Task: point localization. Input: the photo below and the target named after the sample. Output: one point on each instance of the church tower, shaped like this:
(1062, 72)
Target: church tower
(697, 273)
#####
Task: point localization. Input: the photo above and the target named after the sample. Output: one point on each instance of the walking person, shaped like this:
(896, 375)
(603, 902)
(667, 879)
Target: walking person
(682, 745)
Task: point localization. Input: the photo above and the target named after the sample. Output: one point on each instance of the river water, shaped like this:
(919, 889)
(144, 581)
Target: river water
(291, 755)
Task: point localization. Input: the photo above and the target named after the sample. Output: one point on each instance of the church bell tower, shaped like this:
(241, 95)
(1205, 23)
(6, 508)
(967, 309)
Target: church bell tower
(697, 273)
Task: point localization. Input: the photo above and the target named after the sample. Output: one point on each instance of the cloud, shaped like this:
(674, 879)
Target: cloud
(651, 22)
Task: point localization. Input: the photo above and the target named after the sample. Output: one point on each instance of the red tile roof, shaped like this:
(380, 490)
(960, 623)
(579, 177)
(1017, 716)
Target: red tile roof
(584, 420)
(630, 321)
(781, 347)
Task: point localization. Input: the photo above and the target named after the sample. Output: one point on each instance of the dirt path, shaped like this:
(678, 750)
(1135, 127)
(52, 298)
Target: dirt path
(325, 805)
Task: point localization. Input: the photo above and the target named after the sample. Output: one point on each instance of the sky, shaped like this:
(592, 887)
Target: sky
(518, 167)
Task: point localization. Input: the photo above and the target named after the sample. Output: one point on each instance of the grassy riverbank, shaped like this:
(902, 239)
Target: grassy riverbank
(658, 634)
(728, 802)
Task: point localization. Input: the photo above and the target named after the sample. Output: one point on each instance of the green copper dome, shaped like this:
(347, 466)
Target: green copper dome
#####
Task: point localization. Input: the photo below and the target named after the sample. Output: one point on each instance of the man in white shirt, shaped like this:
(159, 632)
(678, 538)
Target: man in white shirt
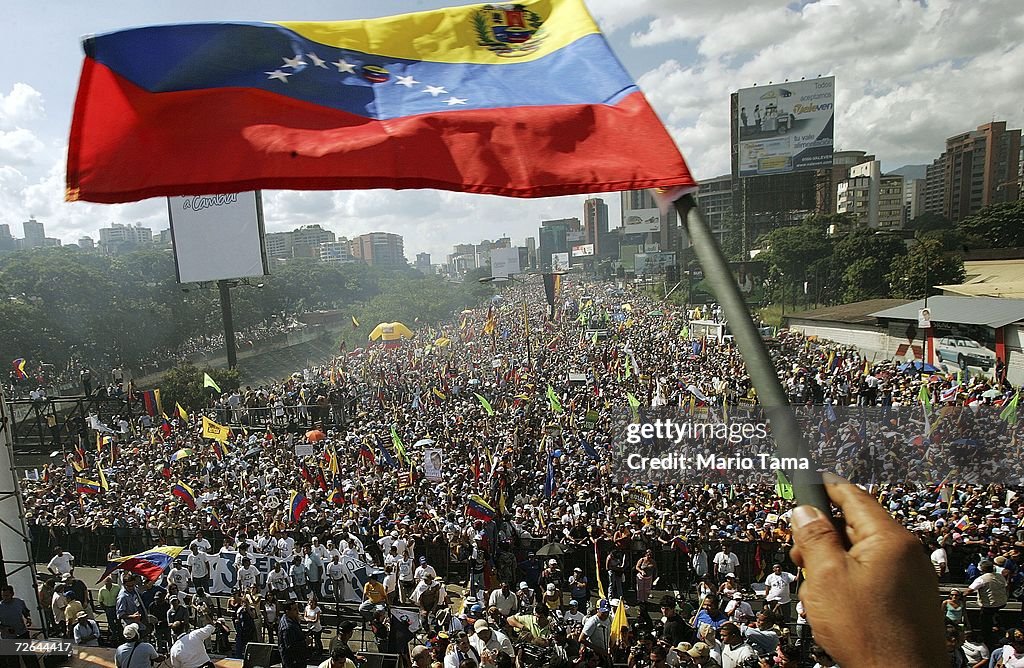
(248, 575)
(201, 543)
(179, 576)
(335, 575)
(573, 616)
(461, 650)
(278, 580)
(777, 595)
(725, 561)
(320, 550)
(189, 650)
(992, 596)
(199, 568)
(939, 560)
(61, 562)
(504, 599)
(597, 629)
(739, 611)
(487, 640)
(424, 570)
#####
*Exercise goal*. Pull out each line of the entries that contains "dome".

*Exercise output*.
Task: point localization. Input: the photo above and the target named after the sample. Output: one point on each instance of the green copper dome, shaped like this:
Target: green copper dome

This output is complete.